(The exercise): Pick out every line in the material below that contains the word "rider", and copy each of those lines.

-- BEGIN Input records --

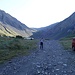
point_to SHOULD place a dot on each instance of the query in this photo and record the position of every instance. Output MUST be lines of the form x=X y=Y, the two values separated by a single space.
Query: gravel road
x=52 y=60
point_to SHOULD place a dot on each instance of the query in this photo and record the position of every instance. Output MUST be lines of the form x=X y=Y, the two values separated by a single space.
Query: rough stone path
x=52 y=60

-- END Input records --
-- BEGIN Input records --

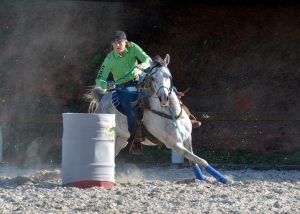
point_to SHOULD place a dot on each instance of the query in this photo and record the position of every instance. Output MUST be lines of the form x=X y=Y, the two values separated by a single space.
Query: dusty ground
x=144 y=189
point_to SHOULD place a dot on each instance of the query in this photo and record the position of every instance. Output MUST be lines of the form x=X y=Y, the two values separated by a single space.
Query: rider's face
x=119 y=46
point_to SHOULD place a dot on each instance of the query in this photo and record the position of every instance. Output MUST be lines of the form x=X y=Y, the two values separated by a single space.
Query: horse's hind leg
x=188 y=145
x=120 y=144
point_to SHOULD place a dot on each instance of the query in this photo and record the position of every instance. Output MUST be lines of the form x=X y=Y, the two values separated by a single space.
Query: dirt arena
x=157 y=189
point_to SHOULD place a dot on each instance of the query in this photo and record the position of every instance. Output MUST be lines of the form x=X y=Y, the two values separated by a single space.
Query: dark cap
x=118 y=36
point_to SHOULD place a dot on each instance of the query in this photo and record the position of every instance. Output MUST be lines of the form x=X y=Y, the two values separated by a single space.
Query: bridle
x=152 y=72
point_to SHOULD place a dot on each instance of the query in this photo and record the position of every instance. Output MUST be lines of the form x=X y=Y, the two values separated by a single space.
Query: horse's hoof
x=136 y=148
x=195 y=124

-- END Input records --
-- BEGIN Input records --

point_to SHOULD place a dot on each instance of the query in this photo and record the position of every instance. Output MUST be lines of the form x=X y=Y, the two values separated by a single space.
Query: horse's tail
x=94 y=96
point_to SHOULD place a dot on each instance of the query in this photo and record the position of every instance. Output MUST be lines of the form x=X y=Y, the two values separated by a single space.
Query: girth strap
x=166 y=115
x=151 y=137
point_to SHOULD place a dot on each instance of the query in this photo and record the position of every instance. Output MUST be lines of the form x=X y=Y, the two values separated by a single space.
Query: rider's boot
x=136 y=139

-- END Input records --

(Exercise response):
Query: rider's face
Query: rider's boot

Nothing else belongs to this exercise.